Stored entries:
- Opening Delimiter -

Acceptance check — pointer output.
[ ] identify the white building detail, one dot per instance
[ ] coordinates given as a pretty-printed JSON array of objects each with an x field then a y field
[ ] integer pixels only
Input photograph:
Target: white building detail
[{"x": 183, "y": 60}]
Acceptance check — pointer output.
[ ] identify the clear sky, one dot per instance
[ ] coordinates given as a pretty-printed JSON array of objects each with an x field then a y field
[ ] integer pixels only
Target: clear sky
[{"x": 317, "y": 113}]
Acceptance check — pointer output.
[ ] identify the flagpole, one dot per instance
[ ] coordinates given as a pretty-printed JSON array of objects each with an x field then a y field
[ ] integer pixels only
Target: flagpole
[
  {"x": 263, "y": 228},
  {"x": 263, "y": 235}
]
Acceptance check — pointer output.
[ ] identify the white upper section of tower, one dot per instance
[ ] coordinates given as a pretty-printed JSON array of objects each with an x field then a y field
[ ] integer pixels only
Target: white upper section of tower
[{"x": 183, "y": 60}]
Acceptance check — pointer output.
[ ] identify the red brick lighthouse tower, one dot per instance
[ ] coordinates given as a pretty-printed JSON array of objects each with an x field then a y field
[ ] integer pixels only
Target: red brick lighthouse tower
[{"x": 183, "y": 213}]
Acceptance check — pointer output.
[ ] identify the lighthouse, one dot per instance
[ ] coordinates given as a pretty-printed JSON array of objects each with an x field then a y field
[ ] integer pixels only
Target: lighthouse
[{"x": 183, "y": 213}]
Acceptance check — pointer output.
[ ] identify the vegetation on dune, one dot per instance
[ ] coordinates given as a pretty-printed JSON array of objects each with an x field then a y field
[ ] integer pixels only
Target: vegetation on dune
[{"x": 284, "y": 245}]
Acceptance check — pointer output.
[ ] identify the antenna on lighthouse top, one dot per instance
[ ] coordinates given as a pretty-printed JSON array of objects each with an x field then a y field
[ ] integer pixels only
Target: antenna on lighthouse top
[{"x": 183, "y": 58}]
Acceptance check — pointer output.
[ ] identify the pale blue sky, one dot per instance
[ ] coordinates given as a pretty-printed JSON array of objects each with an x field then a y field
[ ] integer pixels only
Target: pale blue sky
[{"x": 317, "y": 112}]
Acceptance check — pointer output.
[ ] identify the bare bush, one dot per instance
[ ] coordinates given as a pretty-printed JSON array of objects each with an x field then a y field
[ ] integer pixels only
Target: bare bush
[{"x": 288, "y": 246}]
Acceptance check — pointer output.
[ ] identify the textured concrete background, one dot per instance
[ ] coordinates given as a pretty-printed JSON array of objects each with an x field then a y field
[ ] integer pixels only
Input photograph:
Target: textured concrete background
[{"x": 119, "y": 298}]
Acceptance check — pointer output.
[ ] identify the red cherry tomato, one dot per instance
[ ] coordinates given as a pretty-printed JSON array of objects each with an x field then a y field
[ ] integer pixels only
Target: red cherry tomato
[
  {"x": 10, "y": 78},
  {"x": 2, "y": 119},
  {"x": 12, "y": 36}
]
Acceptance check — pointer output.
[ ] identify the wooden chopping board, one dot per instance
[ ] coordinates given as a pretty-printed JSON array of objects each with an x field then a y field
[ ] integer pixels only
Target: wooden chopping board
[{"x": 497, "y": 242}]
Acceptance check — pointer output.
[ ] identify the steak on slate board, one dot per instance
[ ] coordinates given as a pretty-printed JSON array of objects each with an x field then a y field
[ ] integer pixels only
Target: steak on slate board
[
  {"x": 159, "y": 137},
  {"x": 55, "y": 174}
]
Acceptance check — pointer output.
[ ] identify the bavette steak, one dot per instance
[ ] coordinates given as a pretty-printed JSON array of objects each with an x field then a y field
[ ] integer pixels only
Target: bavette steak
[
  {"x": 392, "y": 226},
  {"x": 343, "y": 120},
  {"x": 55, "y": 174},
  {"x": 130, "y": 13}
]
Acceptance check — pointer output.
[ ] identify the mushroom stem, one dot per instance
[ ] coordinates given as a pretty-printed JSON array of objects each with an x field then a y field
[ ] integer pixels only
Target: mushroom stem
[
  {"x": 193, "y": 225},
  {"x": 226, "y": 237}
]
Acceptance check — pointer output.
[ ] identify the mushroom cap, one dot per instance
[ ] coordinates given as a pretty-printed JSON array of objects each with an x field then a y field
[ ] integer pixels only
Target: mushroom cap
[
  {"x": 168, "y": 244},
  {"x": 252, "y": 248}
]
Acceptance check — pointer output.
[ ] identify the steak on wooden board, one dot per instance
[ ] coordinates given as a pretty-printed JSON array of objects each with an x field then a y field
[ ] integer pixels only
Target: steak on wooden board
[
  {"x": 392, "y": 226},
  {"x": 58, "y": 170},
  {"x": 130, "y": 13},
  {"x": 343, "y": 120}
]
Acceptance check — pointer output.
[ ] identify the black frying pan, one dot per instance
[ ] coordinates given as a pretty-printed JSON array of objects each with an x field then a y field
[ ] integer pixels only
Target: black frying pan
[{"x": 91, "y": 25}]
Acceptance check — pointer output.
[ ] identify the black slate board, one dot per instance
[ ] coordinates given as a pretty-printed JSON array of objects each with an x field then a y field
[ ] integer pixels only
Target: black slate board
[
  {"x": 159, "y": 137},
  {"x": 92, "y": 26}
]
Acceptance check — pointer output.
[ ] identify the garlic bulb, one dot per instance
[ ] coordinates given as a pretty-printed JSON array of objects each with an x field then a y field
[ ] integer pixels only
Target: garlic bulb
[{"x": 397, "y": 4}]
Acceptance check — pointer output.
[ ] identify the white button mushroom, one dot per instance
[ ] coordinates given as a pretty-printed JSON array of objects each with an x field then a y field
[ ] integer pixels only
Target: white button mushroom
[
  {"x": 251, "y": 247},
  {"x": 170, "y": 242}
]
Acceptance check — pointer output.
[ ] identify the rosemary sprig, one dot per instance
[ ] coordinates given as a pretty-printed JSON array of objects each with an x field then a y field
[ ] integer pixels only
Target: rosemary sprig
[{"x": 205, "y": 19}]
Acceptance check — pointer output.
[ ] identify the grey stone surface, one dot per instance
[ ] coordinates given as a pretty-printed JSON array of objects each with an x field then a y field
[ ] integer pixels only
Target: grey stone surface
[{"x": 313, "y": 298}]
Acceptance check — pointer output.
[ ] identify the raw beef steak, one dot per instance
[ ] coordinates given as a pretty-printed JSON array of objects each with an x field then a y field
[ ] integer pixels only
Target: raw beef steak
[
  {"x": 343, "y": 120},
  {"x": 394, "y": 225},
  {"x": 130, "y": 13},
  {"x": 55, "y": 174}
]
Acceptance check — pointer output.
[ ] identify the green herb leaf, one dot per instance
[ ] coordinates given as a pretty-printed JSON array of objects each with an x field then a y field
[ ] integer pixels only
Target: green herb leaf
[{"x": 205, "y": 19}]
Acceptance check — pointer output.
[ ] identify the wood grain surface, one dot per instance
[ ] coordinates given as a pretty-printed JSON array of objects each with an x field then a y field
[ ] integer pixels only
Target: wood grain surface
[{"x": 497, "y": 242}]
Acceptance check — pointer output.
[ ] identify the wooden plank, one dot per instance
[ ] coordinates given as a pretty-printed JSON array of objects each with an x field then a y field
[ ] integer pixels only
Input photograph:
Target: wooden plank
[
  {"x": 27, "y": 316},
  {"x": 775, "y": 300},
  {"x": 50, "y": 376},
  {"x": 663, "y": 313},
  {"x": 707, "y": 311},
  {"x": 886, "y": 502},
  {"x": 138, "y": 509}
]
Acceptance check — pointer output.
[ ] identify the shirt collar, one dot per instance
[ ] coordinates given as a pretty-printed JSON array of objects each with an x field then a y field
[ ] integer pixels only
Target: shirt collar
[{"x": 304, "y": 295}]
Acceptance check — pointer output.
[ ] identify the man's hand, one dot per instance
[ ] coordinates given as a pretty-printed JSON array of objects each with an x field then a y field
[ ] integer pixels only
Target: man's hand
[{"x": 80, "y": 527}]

- Closing Delimiter -

▶ Exercise directions
Give back, unchanged, the line containing "Target: grey stone surface" and each line that comes after it in the entries above, ending with the last.

▶ Solved problem
Target: grey stone surface
[{"x": 313, "y": 298}]
Acceptance check — pointer output.
[ ] identify the raw beef steak, one dot per instance
[ ] coordinates given as a pretty-printed JSON array of objects each with an x field then a y field
[ ] integer pixels only
Target: raw beef steak
[
  {"x": 343, "y": 120},
  {"x": 394, "y": 225},
  {"x": 130, "y": 13},
  {"x": 55, "y": 174}
]
Acceptance check — pointer output.
[ ] identify the green herb leaf, one dot per instance
[ ] coordinates given as a pretty-printed JSON array of objects each with an x field then a y field
[ ] integer pixels only
Target: green herb leaf
[{"x": 205, "y": 19}]
Acceptance check — pointer output.
[ ] identify the wood grain surface, one dot per instance
[ ] coordinates given as a pretty-printed JSON array of objects each with an x field then a y field
[ ] integer pixels only
Target: wood grain surface
[{"x": 497, "y": 242}]
Acceptance check — pointer output.
[ ] identify the wooden plank, one dot per instance
[ ] coordinates given as a pretty-printed JSON array of objects each with an x field then a y field
[ ] integer pixels only
Input photograph:
Target: wooden plank
[
  {"x": 27, "y": 316},
  {"x": 775, "y": 300},
  {"x": 50, "y": 376},
  {"x": 663, "y": 313},
  {"x": 707, "y": 311},
  {"x": 886, "y": 502},
  {"x": 138, "y": 509}
]
Acceptance check — pointer output.
[ ] identify the shirt collar, one dot per instance
[ ] coordinates given as a pretty-printed JSON array of objects each with an x field then a y field
[ ] integer pixels only
Target: shirt collar
[{"x": 304, "y": 295}]
Acceptance check — pointer output.
[ ] identify the man's hand, one dot per instance
[ ] coordinates given as a pretty-printed JSON array of objects each with an x field then a y field
[ ] integer pixels only
Target: man's hand
[{"x": 80, "y": 527}]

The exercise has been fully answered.